Problem statement:
Down to the final line, print the records again exactly.

Material provided:

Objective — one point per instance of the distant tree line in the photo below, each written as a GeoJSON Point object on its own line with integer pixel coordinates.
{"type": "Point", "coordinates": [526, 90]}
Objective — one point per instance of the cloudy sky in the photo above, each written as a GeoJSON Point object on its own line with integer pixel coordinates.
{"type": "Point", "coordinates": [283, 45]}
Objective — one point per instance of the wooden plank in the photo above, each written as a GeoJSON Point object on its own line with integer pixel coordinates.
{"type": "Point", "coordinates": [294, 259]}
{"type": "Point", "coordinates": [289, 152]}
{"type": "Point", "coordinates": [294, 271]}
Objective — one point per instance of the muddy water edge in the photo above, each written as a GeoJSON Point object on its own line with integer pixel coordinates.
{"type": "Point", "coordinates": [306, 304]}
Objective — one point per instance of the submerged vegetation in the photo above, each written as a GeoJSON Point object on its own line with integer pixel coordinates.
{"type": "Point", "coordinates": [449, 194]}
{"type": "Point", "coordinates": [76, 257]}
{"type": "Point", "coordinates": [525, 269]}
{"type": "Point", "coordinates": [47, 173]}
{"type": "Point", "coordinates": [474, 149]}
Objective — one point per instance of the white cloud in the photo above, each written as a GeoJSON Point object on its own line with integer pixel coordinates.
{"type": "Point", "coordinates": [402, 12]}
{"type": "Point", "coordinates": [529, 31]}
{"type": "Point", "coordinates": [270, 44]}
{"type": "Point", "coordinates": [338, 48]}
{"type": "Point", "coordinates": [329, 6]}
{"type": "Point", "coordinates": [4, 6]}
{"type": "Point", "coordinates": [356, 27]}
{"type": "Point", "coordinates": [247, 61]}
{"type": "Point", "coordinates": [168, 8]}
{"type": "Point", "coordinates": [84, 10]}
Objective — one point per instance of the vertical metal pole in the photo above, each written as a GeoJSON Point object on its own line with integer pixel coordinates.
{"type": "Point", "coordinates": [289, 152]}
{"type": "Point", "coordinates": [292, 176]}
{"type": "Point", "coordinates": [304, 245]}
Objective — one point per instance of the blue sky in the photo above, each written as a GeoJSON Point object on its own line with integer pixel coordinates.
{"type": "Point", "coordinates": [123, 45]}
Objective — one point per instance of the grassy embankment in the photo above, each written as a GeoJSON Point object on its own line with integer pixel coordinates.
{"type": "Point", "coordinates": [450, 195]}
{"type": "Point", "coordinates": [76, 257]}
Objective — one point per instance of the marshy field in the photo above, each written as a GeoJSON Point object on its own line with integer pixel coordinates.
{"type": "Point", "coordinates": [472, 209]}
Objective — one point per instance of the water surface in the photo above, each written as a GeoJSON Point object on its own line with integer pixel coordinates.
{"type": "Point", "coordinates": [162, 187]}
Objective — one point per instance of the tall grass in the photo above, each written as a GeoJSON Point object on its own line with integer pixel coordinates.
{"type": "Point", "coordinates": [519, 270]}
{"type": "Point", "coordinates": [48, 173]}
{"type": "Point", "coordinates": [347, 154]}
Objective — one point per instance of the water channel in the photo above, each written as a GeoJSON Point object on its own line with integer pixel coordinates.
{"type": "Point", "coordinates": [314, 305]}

Your response:
Objective — one point per instance of the distant tree line in the photo below, each written as a GeoJSON Point object on its own line with integer pixel coordinates.
{"type": "Point", "coordinates": [526, 90]}
Objective — one point per instance of the cloudy sky in the photo above, each written as a GeoJSON Point object on its own line with integer pixel coordinates.
{"type": "Point", "coordinates": [283, 45]}
Objective — one point per instance of the wooden plank in the photo above, each written as a GeoJSON Point object on its own line with integer pixel coordinates.
{"type": "Point", "coordinates": [294, 259]}
{"type": "Point", "coordinates": [289, 152]}
{"type": "Point", "coordinates": [294, 271]}
Objective — one point per instance of the muddy water edge in the photo above, each written as a GeoJSON Point object on its own line with integer pixel coordinates.
{"type": "Point", "coordinates": [306, 304]}
Objective — one point per instance of the submerged vegetation in the photo above, each written as a GeoJSON Point object on its own line with integer pixel coordinates.
{"type": "Point", "coordinates": [449, 194]}
{"type": "Point", "coordinates": [76, 257]}
{"type": "Point", "coordinates": [525, 269]}
{"type": "Point", "coordinates": [47, 173]}
{"type": "Point", "coordinates": [474, 149]}
Objective — one point per instance of the white cloud in the photo above, each written as a GeoJSON Point object on its own line with integer pixel coordinates.
{"type": "Point", "coordinates": [402, 12]}
{"type": "Point", "coordinates": [529, 31]}
{"type": "Point", "coordinates": [270, 44]}
{"type": "Point", "coordinates": [338, 48]}
{"type": "Point", "coordinates": [329, 6]}
{"type": "Point", "coordinates": [4, 6]}
{"type": "Point", "coordinates": [356, 27]}
{"type": "Point", "coordinates": [247, 61]}
{"type": "Point", "coordinates": [168, 8]}
{"type": "Point", "coordinates": [84, 10]}
Objective — one point per instance of the vertical metal pole in the photo above, each written as a GeoJSON Point object on its own line with integer pixel coordinates.
{"type": "Point", "coordinates": [289, 152]}
{"type": "Point", "coordinates": [292, 176]}
{"type": "Point", "coordinates": [304, 245]}
Objective — one point per instance of the blue sky in the photo above, each written as a GeoJSON Point object on its own line with integer pixel coordinates.
{"type": "Point", "coordinates": [123, 45]}
Objective — one point per instance of the grassy embankment in the photo above, each written as a GeoJSON Point object on its own line with integer pixel coordinates.
{"type": "Point", "coordinates": [450, 195]}
{"type": "Point", "coordinates": [76, 257]}
Objective — one point per instance of the marshy field in the photo above, each written as a GeoJSON Point object on its own line with integer pixel coordinates.
{"type": "Point", "coordinates": [472, 209]}
Objective — one point per instance of the water surface in the photo above, each written as a GeoJSON Point object on its own line with integer pixel coordinates.
{"type": "Point", "coordinates": [162, 187]}
Objective — one point per instance of the tall grass in the photo above, each written as a GeoJSON Point object on its own line with integer pixel coordinates.
{"type": "Point", "coordinates": [519, 270]}
{"type": "Point", "coordinates": [48, 173]}
{"type": "Point", "coordinates": [347, 154]}
Objective — one point per instance of the water channel in the photo above, each written as a GeoJSON Point object on its own line with integer pixel coordinates.
{"type": "Point", "coordinates": [314, 305]}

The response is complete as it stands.